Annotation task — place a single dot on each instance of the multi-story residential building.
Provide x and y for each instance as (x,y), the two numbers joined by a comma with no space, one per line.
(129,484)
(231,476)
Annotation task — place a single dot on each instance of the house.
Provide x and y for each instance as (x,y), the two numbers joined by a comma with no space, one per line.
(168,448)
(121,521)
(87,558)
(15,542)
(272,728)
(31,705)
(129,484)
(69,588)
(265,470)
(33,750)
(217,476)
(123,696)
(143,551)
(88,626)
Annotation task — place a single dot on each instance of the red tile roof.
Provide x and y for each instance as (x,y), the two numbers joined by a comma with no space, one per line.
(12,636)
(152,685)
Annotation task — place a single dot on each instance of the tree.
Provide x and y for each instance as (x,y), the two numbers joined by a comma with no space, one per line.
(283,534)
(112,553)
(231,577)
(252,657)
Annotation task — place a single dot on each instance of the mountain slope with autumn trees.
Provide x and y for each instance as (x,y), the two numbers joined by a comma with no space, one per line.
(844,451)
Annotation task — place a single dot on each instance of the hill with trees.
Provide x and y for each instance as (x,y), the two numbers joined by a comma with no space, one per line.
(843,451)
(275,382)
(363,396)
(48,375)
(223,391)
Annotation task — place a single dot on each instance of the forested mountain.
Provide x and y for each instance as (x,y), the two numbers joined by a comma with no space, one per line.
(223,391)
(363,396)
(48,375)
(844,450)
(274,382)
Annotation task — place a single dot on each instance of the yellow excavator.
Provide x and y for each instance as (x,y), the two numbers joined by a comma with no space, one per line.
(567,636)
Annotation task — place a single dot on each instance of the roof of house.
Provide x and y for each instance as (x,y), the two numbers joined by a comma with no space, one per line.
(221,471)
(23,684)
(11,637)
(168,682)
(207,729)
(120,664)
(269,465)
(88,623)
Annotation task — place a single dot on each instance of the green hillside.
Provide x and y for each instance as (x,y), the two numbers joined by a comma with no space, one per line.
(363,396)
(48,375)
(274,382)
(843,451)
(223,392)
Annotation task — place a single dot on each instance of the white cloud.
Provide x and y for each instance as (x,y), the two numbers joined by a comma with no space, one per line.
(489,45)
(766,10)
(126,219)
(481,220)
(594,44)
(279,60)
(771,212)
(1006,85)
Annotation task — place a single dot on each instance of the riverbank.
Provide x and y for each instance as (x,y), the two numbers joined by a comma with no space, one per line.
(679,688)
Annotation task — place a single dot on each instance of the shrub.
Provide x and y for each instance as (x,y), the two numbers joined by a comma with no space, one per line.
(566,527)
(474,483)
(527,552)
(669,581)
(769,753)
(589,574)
───
Work to do ::
Find the line containing "the forested mountain.". Reproduce it exactly, along with every line after it through the last.

Result below ::
Annotation task — place a single dot on each instance of the forested mountain.
Provide x and y for each instance as (x,y), the two numbers joined by a comma with no space, one per line.
(223,391)
(363,396)
(48,375)
(844,450)
(274,382)
Annotation task — place a single dot on each instance of the yellow excavator.
Provide x and y for each instance as (x,y), the two numbers joined by a comma with no space, one per line.
(567,636)
Annotation task — place a single dot on each instance of the roof of house.
Provide x and y for each instance as (x,y), the two numbers joined by a comma with no space, one per line.
(221,471)
(23,684)
(11,637)
(168,682)
(207,729)
(120,664)
(269,465)
(88,623)
Annotation task — place a single dot on each instance of the green hillside.
Provide x and y for each instance as (x,y), the two numbers joined by a comma with no space, one per line.
(363,396)
(48,375)
(274,382)
(843,451)
(223,392)
Annotation task — place a single dot on each instance of the white cloud.
Provide x and y for each instance as (x,y), the two numbers joined by a comma with no space, one per line.
(489,45)
(766,10)
(126,219)
(481,220)
(594,44)
(279,60)
(771,212)
(1006,85)
Annotation task — place a single dot on each instance of the riverbank.
Provide x and y for each instance as (x,y), the two numbers joined by a comma with no space, one per line.
(679,688)
Annotation task — place a single dot on each instance of the shrub.
Provide x and y for each instance as (x,y), the two numbers joined by a comma with no space, one per line.
(566,527)
(474,483)
(527,552)
(669,581)
(769,753)
(589,574)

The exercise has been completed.